Provided passage:
God’s Country: Christian Zionism in America

In America, what has come to be known as Christian Zionism dates back to the Puritan era of the 1600s, and while there’s nothing new about Biblically-inspired Christians being interested in Israel and the Jews, the Christian Zionist movement in our country has gone through — and is still going through — a profound evolution.

These are the core ideas explored in a new book titled “God’s Country: Christian Zionism in America” (2018, University of Pennsylvania Press). The author is Samuel Goldman, a Harvard Ph.D. who teaches political science and who is executive director of the Loeb Institute for Religious Freedom at George Washington University.

Christian Zionist is a term used today to describe Christians who, based on their Biblical beliefs, support Jews having a sovereign and secure country — i.e. the modern state of Israel — and see the return of the Jews to their ancient homeland as the fulfillment of Biblical prophecy. They believe that God himself has bequeathed the land to the Jewish people.

Yet, while Israel was not reborn as a modern Jewish state until 1948, Goldman, in an extremely enlightening book, demonstrates that the idea of God’s Chosen People returning to their homeland one day was of intense interest and inspiration to some of the most famed Puritan-era leaders.

Dataset records:
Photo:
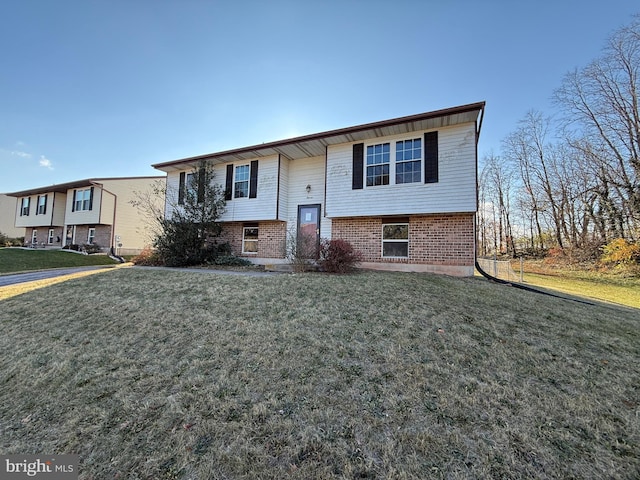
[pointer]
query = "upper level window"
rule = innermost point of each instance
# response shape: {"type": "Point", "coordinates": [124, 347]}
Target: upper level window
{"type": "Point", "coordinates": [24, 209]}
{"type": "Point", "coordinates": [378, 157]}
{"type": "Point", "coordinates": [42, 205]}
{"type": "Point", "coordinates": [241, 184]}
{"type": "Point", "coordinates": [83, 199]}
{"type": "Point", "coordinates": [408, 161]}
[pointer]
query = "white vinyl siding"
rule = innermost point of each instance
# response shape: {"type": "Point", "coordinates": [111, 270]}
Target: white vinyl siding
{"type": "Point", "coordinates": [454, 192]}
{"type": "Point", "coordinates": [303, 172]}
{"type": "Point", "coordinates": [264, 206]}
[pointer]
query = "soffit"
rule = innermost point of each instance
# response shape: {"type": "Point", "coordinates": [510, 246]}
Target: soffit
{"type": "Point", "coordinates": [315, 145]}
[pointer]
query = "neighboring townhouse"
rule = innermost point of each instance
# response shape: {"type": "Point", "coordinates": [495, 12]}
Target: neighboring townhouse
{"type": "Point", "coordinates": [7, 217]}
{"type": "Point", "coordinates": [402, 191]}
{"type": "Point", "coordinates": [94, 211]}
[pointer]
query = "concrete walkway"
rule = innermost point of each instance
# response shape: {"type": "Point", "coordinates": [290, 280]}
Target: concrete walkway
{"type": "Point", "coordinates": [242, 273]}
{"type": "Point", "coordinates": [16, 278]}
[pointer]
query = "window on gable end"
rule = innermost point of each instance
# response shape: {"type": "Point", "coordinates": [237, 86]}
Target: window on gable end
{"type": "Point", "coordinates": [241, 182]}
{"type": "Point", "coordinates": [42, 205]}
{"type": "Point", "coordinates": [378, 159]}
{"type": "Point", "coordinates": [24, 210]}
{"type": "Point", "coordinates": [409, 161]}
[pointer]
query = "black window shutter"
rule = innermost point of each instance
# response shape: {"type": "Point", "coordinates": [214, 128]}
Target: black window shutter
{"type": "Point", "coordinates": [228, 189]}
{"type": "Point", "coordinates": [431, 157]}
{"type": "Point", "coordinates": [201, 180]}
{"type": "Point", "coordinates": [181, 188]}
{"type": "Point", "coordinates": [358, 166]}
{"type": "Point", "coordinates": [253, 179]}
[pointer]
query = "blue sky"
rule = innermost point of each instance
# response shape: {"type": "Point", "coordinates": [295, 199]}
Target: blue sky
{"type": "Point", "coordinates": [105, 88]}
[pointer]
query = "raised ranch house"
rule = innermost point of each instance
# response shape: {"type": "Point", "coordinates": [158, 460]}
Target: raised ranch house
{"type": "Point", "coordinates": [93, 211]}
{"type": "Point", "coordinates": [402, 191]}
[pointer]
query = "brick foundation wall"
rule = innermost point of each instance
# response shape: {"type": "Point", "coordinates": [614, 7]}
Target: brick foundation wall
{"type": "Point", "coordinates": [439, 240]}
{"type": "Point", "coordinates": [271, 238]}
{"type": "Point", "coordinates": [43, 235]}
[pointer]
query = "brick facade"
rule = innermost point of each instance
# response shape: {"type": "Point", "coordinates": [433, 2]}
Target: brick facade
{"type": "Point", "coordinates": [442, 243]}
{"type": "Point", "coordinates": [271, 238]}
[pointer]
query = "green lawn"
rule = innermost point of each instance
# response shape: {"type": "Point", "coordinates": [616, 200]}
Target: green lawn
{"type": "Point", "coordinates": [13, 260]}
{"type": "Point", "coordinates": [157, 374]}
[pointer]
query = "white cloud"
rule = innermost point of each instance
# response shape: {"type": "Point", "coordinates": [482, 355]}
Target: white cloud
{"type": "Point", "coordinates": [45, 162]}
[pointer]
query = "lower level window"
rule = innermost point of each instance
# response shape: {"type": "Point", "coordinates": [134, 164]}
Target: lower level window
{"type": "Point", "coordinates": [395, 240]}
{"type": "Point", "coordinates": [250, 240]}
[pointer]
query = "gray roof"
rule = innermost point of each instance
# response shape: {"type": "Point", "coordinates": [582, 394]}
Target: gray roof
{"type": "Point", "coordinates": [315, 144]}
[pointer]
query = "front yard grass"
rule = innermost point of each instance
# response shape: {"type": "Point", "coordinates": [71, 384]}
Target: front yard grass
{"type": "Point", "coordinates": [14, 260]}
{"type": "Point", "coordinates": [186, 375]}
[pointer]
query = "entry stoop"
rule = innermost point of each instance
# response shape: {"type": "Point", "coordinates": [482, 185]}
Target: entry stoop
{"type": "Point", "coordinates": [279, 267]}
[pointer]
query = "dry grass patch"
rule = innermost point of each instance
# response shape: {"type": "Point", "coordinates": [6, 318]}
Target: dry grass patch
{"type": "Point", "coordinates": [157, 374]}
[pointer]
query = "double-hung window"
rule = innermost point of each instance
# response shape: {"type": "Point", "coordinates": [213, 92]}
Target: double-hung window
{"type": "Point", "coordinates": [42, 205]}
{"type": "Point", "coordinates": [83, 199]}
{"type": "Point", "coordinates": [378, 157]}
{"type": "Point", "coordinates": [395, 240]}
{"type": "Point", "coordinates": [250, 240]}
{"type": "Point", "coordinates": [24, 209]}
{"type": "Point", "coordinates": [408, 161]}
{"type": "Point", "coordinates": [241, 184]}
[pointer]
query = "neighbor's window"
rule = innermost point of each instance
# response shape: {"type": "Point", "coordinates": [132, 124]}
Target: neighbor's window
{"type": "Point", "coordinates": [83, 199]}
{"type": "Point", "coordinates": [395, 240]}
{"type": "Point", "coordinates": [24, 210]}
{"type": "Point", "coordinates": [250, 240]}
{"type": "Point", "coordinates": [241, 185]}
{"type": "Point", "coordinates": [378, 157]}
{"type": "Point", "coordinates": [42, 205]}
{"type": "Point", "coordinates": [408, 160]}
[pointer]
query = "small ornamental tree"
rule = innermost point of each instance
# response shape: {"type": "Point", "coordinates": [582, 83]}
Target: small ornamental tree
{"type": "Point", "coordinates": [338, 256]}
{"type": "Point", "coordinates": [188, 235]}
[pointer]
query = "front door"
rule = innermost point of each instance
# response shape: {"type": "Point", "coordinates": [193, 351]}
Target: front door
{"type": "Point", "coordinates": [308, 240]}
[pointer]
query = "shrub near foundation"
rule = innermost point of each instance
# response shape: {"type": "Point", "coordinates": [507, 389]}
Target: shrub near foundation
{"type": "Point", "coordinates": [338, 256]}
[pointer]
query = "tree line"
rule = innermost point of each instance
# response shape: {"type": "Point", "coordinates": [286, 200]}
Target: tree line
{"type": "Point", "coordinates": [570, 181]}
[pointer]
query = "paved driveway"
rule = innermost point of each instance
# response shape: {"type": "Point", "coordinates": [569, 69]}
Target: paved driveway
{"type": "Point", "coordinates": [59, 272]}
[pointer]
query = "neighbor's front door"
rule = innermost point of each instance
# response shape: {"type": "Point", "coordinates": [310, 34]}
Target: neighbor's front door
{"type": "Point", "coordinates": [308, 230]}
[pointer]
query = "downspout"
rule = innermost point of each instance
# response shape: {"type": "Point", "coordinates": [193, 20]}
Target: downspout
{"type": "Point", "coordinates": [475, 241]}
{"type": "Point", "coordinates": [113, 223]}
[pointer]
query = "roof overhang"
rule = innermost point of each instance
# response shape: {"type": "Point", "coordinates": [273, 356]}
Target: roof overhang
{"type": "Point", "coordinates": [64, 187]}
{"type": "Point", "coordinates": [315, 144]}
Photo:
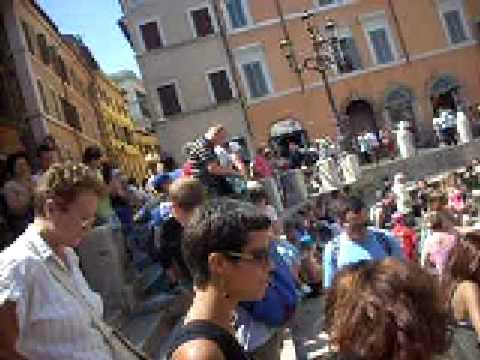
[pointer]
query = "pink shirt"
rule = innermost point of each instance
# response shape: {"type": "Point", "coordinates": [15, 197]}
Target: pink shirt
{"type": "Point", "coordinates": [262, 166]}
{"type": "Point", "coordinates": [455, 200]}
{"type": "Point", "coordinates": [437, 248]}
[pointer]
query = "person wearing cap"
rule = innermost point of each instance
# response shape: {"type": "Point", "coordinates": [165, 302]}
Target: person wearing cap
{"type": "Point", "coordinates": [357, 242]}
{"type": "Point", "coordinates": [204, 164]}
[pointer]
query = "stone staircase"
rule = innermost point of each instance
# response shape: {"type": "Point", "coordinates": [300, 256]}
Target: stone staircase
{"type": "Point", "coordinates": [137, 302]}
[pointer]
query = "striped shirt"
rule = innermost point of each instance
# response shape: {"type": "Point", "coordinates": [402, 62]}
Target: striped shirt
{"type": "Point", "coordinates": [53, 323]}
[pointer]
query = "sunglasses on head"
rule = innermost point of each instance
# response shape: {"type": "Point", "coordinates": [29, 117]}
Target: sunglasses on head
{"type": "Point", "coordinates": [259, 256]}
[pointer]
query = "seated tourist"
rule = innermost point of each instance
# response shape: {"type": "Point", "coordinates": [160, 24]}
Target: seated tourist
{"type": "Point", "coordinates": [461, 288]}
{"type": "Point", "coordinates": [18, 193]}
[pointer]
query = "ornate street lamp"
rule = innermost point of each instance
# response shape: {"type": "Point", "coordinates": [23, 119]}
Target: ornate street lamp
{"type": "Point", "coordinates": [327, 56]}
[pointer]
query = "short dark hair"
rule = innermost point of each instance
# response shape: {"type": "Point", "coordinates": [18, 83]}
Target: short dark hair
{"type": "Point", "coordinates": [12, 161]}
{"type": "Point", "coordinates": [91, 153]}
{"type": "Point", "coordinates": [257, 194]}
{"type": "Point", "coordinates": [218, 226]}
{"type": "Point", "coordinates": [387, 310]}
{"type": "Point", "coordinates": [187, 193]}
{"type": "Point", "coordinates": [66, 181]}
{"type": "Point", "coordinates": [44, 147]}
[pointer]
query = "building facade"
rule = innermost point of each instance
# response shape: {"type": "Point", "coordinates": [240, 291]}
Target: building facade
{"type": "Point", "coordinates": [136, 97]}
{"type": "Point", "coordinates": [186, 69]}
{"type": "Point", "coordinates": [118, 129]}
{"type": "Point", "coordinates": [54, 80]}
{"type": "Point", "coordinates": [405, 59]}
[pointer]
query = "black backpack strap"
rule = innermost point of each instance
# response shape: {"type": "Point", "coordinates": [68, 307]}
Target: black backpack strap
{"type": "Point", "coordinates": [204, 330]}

To do:
A – Copy the passage on Christian Zionism from "Yet, while Israel" up to and including "famed Puritan-era leaders.".
B – Answer these questions using the passage on Christian Zionism:
(i) Which press published the book?
(ii) In what year was Israel reborn as a modern Jewish state?
(iii) To which era and century does Christian Zionism in America date back?
C – Continue writing the passage on Christian Zionism from the point where it stops.
The items come from a separate source.

Results of the exercise:
A –
Yet, while Israel was not reborn as a modern Jewish state until 1948, Goldman, in an extremely enlightening book, demonstrates that the idea of God’s Chosen People returning to their homeland one day was of intense interest and inspiration to some of the most famed Puritan-era leaders.

B –
(i) University of Pennsylvania Press
(ii) 1948
(iii) The Puritan era of the 1600s

C –
In fact, throughout much of American history, as Goldman documents, there even has been a recurring belief among Biblically-inspired Christians that links the birth and success of America to the once-prophesied, now-realized return of the Jews to their holy land.

A key turning point in the development of Christian Zionism came in the 1980s with the advent of the Rev. Jerry Falwell’s Moral Majority and the Israeli government’s embrace of this new, well-organized political force. From there a new, still-evolving partnership took hold among America’s Christian and Jewish Zionists and Israeli leaders, especially encouraged by then Israeli prime minister Menachem Begin and current prime minister Benjamin Netanyahu.

Along the way, many Christian Zionists began to shift away from publicly emphasizing their belief that the restoration of the Jewish people to the land of Israel was a Biblically-required necessity for Jesus to return, at which time Jews would accept him as the true Messiah.

The reason, according to Goldman, is that Christian Zionist leaders wanted good relations with the Jewish community and articulating this conversion belief made Jews uncomfortable. As many Christian Zionist leaders have learned, Jews become uneasy when they sense the integrity and legitimacy of their own religion is being diminished.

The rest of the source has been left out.